## ASSIGNED TASK
Keeping pictures out of the copy, restate each record word for word.

****************************************

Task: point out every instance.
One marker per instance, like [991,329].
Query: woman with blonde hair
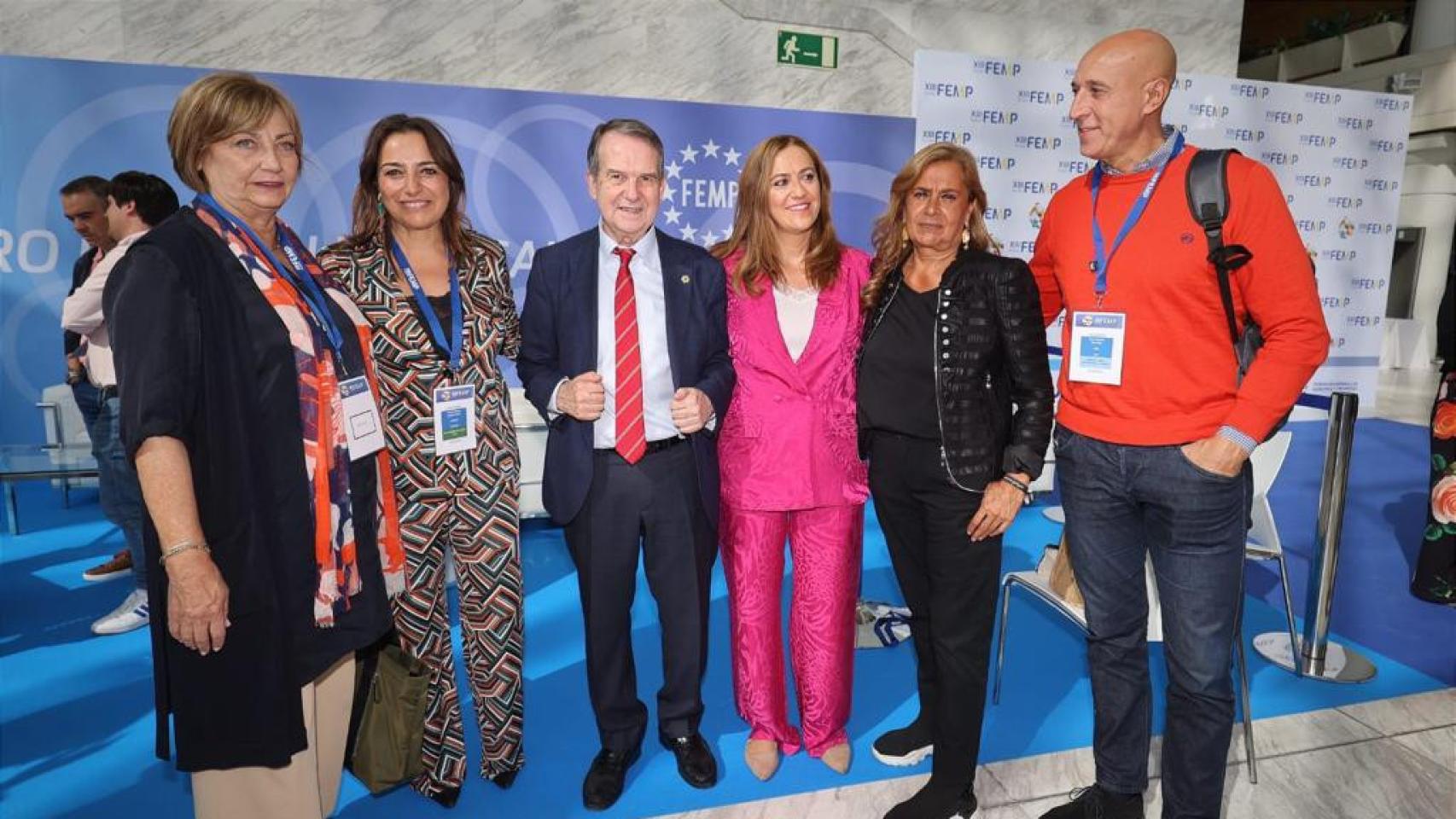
[788,454]
[955,412]
[272,521]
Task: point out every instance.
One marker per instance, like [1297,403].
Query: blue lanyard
[455,344]
[1099,245]
[297,276]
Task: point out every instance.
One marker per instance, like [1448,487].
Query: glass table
[39,462]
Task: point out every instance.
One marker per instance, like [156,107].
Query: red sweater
[1179,375]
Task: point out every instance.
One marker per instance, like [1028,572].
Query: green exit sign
[812,49]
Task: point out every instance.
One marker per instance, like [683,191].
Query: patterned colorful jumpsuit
[465,502]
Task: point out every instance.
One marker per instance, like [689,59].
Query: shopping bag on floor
[392,719]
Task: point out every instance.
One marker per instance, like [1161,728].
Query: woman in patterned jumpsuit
[440,303]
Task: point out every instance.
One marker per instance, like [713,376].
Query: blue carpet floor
[76,710]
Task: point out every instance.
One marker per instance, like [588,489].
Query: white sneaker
[131,614]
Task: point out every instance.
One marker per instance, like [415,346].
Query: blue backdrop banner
[523,154]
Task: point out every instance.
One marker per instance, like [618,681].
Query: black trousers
[950,585]
[651,507]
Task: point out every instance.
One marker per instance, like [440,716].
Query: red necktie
[631,425]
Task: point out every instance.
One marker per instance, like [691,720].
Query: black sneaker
[905,745]
[1097,804]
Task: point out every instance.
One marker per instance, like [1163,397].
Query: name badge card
[455,419]
[361,424]
[1097,348]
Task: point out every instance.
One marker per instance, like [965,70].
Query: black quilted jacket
[992,379]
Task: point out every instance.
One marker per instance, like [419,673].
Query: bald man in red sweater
[1155,427]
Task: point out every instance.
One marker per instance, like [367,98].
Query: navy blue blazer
[559,340]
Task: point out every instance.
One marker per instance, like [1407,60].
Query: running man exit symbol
[812,49]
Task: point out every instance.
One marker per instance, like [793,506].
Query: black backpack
[1208,201]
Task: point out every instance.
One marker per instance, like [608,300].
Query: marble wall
[693,49]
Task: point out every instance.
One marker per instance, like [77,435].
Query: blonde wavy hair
[753,226]
[890,236]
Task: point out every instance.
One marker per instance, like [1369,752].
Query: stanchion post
[1317,656]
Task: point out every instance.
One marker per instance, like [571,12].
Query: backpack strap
[1208,202]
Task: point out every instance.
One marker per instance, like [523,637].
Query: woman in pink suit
[788,453]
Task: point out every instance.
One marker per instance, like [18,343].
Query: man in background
[136,202]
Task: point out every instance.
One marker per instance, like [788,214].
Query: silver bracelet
[179,549]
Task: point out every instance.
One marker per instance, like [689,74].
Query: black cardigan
[995,394]
[202,358]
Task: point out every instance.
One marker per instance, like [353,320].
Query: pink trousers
[826,549]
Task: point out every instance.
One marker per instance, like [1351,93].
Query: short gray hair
[626,127]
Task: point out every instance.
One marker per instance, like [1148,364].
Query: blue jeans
[119,491]
[1123,503]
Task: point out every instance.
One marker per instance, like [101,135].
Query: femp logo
[958,137]
[1208,109]
[1039,142]
[1243,134]
[993,117]
[952,90]
[1039,96]
[1033,187]
[1283,117]
[996,67]
[1278,158]
[698,191]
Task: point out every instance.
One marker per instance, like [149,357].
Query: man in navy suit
[625,351]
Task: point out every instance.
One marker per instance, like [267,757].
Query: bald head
[1119,93]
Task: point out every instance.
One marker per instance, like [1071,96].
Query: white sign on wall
[1337,154]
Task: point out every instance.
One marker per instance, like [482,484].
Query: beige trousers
[309,786]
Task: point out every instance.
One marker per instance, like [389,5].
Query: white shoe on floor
[131,614]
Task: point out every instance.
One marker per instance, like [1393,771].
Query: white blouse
[795,309]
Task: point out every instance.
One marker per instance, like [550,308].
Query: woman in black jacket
[954,412]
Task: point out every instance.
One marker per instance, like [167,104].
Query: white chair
[1264,543]
[64,427]
[530,441]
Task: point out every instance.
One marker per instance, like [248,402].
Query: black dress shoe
[603,784]
[695,761]
[505,779]
[447,796]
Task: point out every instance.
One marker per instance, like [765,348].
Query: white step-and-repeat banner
[1337,153]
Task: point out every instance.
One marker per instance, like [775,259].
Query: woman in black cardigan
[277,552]
[952,342]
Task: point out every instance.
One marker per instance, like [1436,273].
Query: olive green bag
[392,720]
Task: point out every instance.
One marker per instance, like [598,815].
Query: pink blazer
[789,437]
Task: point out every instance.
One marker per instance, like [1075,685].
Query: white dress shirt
[82,315]
[657,367]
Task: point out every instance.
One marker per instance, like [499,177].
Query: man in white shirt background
[137,201]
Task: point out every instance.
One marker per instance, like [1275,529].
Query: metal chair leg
[1289,613]
[1243,705]
[1000,641]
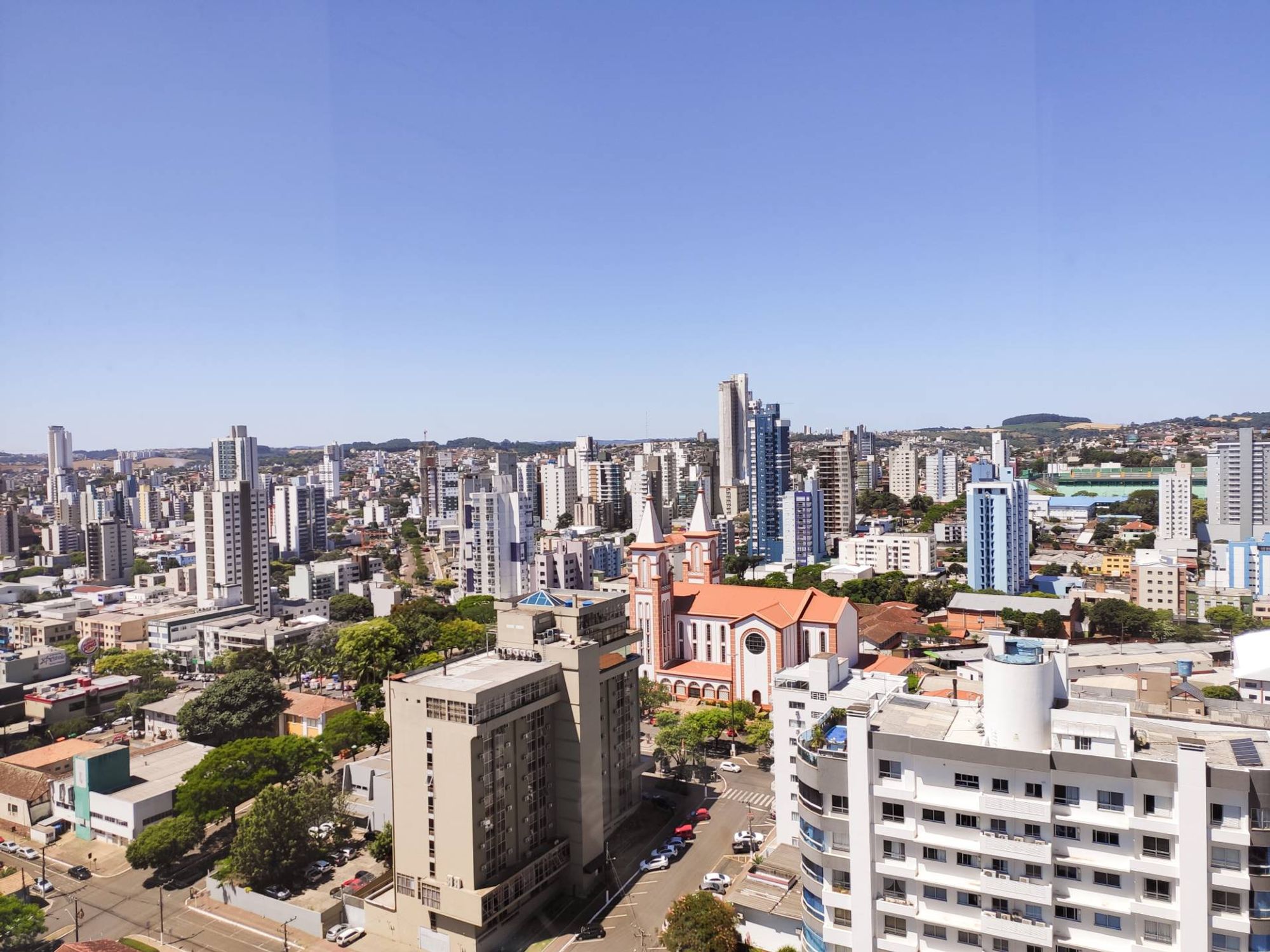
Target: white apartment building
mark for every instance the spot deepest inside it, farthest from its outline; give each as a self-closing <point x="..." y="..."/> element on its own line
<point x="1031" y="821"/>
<point x="232" y="546"/>
<point x="559" y="484"/>
<point x="497" y="539"/>
<point x="942" y="483"/>
<point x="1175" y="516"/>
<point x="904" y="472"/>
<point x="910" y="553"/>
<point x="300" y="519"/>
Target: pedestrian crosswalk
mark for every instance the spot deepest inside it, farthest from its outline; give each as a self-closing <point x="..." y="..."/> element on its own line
<point x="747" y="797"/>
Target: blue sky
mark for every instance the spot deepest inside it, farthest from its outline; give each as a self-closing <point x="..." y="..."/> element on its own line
<point x="530" y="220"/>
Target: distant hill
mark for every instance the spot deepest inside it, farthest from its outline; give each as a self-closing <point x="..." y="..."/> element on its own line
<point x="1043" y="418"/>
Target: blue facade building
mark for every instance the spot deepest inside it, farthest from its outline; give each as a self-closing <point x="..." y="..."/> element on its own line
<point x="769" y="478"/>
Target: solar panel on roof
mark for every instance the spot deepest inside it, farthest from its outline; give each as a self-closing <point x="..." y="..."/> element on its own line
<point x="1245" y="752"/>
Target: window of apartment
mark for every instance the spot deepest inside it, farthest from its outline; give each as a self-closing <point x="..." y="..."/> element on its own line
<point x="1107" y="838"/>
<point x="1106" y="921"/>
<point x="1158" y="847"/>
<point x="1224" y="859"/>
<point x="1155" y="931"/>
<point x="1111" y="800"/>
<point x="1224" y="816"/>
<point x="1161" y="890"/>
<point x="1226" y="902"/>
<point x="1158" y="805"/>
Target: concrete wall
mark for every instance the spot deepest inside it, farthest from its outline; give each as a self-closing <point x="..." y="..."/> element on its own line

****************************************

## EXERCISE RESPONSE
Task: point out every instance.
One marker per instance, like [991,329].
Query: woman with blonde hair
[788,454]
[955,412]
[272,521]
Task: point out every instance.
One marker per instance, like [1297,403].
Query: blue lanyard
[455,344]
[1099,245]
[297,276]
Task: point out every instance.
One marker per instance, like [1448,487].
Query: glass table
[39,462]
Task: point out every instance.
One marker per instance, like [156,107].
Query: red sweater
[1179,375]
Task: point out every instance.
One marker per instance, like [1028,572].
Query: green exit sign
[812,49]
Task: point out every instance.
One marker per instance, like [683,191].
Query: patterned colorful jumpsuit
[465,502]
Task: point out every instance.
One marker per instance, like [689,59].
Query: shopping bag on floor
[392,719]
Task: point out every instance.
One marker per instance, like [1161,728].
Query: woman in patterned jumpsuit
[440,303]
Task: point out every instance.
One marker per instance, like [713,376].
Query: blue carpet floor
[76,710]
Task: point out every instance.
One marker per instance, like [588,489].
Query: white sneaker
[131,614]
Task: point out every instance.
One marker per instance, like [415,346].
Query: blue backdrop banner
[523,154]
Task: point out every instance.
One marker per instance, like [618,681].
Query: black trousers
[950,585]
[651,507]
Task: point out every instance.
One marker per instance, like [440,716].
Query: red necktie
[631,425]
Task: point out every instance.
One marker per instance, like [691,720].
Query: black sneaker
[905,745]
[1097,804]
Task: point out every instance.
One marker per instance, like [1163,397].
Query: name badge card
[455,419]
[361,424]
[1097,348]
Task: point out every instance.
One marker per instance, like [965,70].
Query: black quilted jacket
[992,379]
Task: point out every instance.
One marker per instance, like [419,673].
Query: bald man in red sweater
[1155,427]
Task: point out every instance.
One marker per instance, like [367,98].
Query: navy blue blazer
[559,340]
Task: point out every instance.
One marker per instance, like [1407,60].
Query: running man exit symbol
[812,49]
Task: point out every instance.
One marker per instance, like [793,506].
Query: black backpack
[1208,201]
Task: point out every instance.
One marker per instance, like [608,300].
Query: marble wall
[693,49]
Task: point out every instance.
One marker per instance, like [77,435].
Query: blonde wavy hair
[753,226]
[890,236]
Task: point out every instance.
One marker per instance, like [1369,752].
Query: stanchion post
[1317,656]
Task: point out every instance.
One marker per instance, like [571,12].
Query: backpack strap
[1208,202]
Task: point out every instance.
One marker per instance, like [523,637].
Query: woman in pink suit
[788,453]
Task: point out every instance.
One marker per instance, like [18,343].
Query: man in background
[136,202]
Task: point out every instance.
One marker per instance, like [788,214].
Query: silver bracelet
[179,549]
Task: point out every instance.
One marker per instance, like [689,74].
Query: black cardigan
[995,394]
[202,358]
Task: point out every instance.
One marker per instance, like [353,320].
Query: pink trousers
[826,549]
Task: point out every instance.
One marker per instance, like [1351,93].
Query: short gray hair
[626,127]
Task: point out every instance.
One marker per instance, like [1148,364].
Query: blue jeans
[119,491]
[1123,503]
Task: point out every instance.
One marker per instance, like [101,135].
Query: femp logo
[958,137]
[1208,109]
[1039,142]
[1243,134]
[993,117]
[952,90]
[1039,96]
[1033,187]
[1283,117]
[996,67]
[1278,158]
[698,191]
Task: point out every instance.
One marker per instance, like [149,357].
Query: man in navy suit
[625,351]
Task: point out every instance.
One marker per instance, like [267,757].
Query: bald head
[1119,93]
Task: point out every instance.
One marker per instance, like [1071,96].
Query: white sign on wall
[1337,154]
Task: point out every instance.
One marker per instance, like [482,484].
Query: beige trousers
[309,786]
Task: point out every instance.
One marker per instance, like [389,5].
Query: white shoe on floor
[131,614]
Task: point out every instance.
One marker per instance, like [1393,771].
Query: white blouse
[795,309]
Task: point out every instance.
One marker per instance, like [550,308].
Query: woman in black jacket
[954,412]
Task: point out every instance.
One marker per instance, like [167,104].
Query: white chair
[1264,543]
[64,427]
[530,441]
Task: point out every instance.
One marker per instance, like [248,402].
Query: black dress shoe
[603,784]
[695,761]
[505,779]
[447,796]
Task: point out every instance.
One marker per instance, like [765,348].
Query: white step-and-repeat banner
[1337,153]
Task: point out every instance.
One marker per instance, like [775,259].
Query: woman in black cardigan
[277,552]
[952,342]
Task: point out every instance.
One marker per instance, like [1436,273].
Query: olive green bag
[392,720]
Task: point out every instance.
One marker per instance, like [598,815].
Query: pink blazer
[789,437]
Task: point out every instance.
One marker per instance, like [1075,685].
Query: white dress shirt
[82,315]
[657,367]
Task: point out every instance.
One marker per instance, like [499,177].
Query: man in white shirt background
[137,201]
Task: point out every instance.
One marker per instance, like [1275,529].
Query: metal chair leg
[1289,613]
[1243,705]
[1000,641]
Target: white apartment building
mark for every instance the spot deepest inside it, farthest from its outline; give each as a self-closing <point x="..." y="..."/> element on its own line
<point x="1031" y="821"/>
<point x="232" y="546"/>
<point x="559" y="484"/>
<point x="497" y="539"/>
<point x="942" y="483"/>
<point x="1175" y="516"/>
<point x="904" y="472"/>
<point x="910" y="553"/>
<point x="300" y="519"/>
Target: pedestrian crosswalk
mark for every instance the spot deepest inside it, farthest from its outline; give each as a self-closing <point x="..." y="..."/> element on its own line
<point x="747" y="797"/>
Target: blue sky
mark for every instance the spot deepest inside it, farthest from its outline; give each as a self-closing <point x="..." y="..."/> element on its own line
<point x="530" y="220"/>
Target: distant hill
mark for every instance the spot deepest inside it, farthest from its outline; give each as a self-closing <point x="..." y="..."/> element on its own line
<point x="1043" y="418"/>
Target: blue facade building
mark for every instance the spot deepest inside it, farthest from its outline; give each as a self-closing <point x="..." y="..."/> element on its own line
<point x="769" y="478"/>
Target: solar panel on roof
mark for every instance the spot deepest inside it, farthest from its outline; give each as a self-closing <point x="..." y="..."/> element on its own line
<point x="1245" y="752"/>
Target: window of apartment
mark for every instance the spot deepest inside it, farthest from its outline; give each as a self-closing <point x="..." y="..."/> element on its own line
<point x="1107" y="838"/>
<point x="1106" y="921"/>
<point x="1158" y="847"/>
<point x="1224" y="859"/>
<point x="1155" y="931"/>
<point x="1111" y="800"/>
<point x="1224" y="816"/>
<point x="1161" y="890"/>
<point x="1226" y="902"/>
<point x="1158" y="805"/>
Target: concrete wall
mark for every instance the spot deepest inside it, farthest from its outline; give each as a self-closing <point x="..." y="..."/> element on its own line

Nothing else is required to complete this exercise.